Problem description: Look for "Note to the class: find the forked" in the records below, then copy that line and every line after it, exactly and with nothing added.

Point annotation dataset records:
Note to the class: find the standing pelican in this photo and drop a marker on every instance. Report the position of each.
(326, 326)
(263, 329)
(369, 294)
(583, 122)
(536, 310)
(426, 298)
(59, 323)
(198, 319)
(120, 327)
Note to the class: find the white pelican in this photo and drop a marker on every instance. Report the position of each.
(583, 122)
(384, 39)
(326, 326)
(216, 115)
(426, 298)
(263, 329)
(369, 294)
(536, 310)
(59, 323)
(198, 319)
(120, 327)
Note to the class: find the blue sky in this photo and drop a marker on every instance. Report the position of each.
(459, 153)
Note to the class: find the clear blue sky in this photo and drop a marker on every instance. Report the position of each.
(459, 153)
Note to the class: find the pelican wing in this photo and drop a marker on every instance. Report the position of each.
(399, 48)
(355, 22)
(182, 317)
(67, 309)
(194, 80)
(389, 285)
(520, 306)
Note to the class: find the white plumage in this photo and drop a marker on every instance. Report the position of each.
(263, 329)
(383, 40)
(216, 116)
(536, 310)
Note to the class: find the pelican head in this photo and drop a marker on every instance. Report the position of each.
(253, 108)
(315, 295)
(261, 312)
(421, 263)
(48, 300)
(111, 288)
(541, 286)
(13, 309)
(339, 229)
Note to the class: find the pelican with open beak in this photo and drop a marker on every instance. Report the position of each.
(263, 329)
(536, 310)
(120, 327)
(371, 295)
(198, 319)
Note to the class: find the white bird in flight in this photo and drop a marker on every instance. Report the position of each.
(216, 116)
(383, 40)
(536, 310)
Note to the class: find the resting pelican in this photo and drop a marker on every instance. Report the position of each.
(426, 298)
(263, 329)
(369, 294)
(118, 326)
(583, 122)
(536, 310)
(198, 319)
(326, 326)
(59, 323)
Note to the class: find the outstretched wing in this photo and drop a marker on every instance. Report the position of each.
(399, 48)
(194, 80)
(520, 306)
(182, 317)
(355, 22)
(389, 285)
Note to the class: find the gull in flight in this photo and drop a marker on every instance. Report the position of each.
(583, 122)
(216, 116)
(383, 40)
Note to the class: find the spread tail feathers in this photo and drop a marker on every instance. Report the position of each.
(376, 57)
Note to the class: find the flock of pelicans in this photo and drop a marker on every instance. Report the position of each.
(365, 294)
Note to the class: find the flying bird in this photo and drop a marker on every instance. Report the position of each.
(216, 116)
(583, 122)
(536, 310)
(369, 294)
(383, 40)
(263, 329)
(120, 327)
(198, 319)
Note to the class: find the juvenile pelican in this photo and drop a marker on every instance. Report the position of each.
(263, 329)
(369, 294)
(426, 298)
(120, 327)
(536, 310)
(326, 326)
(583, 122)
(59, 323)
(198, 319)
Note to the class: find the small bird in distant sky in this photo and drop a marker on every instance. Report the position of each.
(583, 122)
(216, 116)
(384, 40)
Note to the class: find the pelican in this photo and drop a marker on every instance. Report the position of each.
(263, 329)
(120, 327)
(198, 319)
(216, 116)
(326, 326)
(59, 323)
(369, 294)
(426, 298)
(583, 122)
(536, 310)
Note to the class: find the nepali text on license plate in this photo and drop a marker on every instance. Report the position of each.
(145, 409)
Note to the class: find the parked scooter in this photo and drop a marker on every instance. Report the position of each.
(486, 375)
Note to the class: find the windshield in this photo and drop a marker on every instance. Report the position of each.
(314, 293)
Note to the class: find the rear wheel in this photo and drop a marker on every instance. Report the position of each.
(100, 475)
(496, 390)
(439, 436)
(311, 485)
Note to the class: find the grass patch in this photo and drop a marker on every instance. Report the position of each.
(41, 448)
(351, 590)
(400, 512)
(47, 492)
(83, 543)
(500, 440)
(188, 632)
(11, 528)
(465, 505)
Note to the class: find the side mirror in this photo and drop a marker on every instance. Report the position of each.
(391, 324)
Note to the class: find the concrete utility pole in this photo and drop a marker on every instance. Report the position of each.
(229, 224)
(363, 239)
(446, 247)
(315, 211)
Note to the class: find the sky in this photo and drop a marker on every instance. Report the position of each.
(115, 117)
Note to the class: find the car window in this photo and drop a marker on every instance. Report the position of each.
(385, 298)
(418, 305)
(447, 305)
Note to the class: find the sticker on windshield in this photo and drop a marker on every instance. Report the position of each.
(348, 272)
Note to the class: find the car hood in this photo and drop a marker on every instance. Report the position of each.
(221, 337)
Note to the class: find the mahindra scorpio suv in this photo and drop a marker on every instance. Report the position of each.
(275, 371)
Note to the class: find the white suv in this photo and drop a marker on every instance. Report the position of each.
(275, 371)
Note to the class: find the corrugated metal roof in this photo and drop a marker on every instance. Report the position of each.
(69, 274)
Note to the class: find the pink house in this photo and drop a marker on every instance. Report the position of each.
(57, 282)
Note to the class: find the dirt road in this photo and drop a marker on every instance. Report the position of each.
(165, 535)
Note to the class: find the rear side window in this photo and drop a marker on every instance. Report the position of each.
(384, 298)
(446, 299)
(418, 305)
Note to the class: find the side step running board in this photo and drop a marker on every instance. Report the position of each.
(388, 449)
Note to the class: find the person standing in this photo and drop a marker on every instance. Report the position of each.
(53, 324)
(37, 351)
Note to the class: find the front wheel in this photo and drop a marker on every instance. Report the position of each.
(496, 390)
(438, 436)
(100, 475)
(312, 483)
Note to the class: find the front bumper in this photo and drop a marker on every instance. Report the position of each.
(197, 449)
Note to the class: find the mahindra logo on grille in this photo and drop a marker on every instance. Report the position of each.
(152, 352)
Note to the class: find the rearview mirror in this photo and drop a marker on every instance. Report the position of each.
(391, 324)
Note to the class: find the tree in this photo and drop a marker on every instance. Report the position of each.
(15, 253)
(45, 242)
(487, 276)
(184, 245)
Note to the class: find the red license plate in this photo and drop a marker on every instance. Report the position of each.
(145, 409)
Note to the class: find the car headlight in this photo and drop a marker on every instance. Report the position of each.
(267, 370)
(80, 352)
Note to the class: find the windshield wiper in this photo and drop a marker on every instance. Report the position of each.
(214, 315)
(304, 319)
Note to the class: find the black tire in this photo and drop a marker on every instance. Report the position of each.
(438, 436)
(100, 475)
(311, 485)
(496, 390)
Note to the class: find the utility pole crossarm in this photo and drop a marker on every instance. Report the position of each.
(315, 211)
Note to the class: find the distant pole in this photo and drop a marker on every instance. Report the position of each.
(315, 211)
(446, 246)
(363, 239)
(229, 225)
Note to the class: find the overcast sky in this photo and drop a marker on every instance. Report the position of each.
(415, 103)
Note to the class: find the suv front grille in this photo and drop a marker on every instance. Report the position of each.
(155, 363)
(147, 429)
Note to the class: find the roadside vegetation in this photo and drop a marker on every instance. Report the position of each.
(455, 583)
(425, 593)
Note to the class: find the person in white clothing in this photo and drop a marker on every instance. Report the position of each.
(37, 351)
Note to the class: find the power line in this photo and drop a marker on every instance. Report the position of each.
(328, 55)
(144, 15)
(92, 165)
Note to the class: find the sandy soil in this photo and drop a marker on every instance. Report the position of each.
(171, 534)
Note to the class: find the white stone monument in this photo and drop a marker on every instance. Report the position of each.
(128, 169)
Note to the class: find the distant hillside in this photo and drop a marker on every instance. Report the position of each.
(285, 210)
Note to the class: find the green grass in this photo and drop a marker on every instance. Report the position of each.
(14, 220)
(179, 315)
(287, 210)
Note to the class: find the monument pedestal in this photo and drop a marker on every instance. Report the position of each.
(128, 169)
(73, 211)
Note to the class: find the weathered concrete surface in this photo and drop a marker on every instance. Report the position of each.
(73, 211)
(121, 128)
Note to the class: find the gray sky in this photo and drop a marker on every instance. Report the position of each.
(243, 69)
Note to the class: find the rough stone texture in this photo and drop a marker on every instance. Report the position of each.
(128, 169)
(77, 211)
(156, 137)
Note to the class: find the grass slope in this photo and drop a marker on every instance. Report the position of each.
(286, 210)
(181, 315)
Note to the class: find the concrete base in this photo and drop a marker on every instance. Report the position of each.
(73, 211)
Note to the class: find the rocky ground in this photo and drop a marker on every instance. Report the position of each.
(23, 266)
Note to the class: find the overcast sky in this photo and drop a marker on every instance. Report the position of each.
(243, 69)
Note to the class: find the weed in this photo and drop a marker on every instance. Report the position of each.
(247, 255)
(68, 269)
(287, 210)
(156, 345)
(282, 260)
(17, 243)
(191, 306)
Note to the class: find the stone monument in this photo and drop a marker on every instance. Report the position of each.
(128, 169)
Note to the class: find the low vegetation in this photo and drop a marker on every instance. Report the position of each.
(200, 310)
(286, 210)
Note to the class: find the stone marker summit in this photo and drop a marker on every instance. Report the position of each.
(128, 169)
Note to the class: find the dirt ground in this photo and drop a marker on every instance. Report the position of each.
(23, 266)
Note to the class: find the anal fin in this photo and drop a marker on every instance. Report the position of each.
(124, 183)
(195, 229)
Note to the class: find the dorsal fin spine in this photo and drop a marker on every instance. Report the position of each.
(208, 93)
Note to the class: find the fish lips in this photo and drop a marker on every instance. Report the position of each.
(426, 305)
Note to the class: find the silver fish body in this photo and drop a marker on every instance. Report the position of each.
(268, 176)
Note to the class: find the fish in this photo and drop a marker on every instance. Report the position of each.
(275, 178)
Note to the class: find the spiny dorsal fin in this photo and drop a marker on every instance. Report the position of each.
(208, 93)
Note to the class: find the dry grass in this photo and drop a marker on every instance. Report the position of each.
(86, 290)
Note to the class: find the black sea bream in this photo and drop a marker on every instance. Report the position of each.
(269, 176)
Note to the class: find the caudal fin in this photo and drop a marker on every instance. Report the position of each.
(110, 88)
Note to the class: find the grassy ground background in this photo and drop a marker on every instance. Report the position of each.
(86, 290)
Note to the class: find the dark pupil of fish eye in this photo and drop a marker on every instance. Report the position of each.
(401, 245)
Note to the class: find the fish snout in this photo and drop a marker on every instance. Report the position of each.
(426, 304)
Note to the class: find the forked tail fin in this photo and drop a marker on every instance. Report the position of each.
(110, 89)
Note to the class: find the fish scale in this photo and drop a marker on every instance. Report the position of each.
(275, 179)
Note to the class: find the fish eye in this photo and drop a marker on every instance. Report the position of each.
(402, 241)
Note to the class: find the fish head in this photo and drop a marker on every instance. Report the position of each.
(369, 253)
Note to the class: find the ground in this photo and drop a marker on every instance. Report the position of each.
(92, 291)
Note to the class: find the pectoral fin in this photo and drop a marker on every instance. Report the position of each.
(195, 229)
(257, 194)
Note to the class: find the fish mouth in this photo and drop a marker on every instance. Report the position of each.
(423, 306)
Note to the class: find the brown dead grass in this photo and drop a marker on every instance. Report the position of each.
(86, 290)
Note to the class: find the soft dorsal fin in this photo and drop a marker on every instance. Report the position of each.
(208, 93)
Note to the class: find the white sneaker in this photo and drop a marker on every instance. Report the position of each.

Response:
Note to the class: find the forked tail fin in this photo and drop a marker on every instance. Report the position of each.
(110, 89)
Note to the class: find the fish scale in this photo and drop a marker on every instance. Report the position of each.
(275, 179)
Note to the class: find the fish eye in this photo and drop a marker on every instance. Report the position of each.
(402, 241)
Note to the class: find the fish head in this photo and drop a marker on every instance. Report the position of each.
(369, 253)
Note to the class: find the ground in this photo and drop a marker on every instance. Report the position of each.
(92, 291)
Note to the class: find the pectoral fin in this photo and drop a marker on every instance. Report the position of each.
(195, 229)
(257, 194)
Note to the class: find the fish mouth in this photo and drop a marker on every instance. Report the position of each.
(423, 306)
Note to the class: find the brown dead grass in this photo and drop a marker on every instance. Report the position of each.
(86, 290)
Note to the class: find the soft dorsal fin in this photo and drop a marker on every instance. Report the position of each.
(208, 93)
Note to the class: find the white sneaker in this photo and drop a marker on every instance. Report the position of each.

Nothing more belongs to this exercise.